### Short problem:
Please find every line in the listing containing the word "each" and copy those lines out in full.

__________

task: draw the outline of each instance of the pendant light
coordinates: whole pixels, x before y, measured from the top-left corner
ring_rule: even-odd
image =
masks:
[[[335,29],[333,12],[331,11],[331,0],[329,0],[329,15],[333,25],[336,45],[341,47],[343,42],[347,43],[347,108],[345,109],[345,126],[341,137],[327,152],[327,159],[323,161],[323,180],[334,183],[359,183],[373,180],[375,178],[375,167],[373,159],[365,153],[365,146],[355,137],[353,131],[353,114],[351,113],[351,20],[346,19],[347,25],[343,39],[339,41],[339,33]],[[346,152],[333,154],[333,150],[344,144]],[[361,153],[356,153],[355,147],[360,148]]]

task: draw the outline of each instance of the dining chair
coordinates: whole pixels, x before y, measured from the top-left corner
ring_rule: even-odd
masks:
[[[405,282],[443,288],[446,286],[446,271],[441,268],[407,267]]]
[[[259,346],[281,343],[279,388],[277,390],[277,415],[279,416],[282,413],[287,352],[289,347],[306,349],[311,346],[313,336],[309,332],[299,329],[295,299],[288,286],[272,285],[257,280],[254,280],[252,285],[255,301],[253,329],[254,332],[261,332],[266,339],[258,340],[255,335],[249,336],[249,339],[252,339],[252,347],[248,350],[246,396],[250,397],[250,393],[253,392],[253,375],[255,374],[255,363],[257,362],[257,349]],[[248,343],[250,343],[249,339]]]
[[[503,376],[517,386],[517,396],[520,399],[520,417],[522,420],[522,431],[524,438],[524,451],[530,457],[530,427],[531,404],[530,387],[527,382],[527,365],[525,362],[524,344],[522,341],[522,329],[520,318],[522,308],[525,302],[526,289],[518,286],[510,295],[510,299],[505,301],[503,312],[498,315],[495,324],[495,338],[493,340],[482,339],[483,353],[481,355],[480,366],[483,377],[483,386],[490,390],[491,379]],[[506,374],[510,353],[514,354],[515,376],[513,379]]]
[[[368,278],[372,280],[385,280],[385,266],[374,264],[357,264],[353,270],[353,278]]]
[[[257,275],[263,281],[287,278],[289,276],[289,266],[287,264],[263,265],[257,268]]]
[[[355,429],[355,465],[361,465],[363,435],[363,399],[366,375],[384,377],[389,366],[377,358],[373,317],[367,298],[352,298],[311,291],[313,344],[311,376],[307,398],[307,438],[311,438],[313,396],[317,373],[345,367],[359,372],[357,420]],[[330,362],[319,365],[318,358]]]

__________

### Task solution:
task: draw the outline of each instance of the pendant light
task: draw the outline of each instance of the dining chair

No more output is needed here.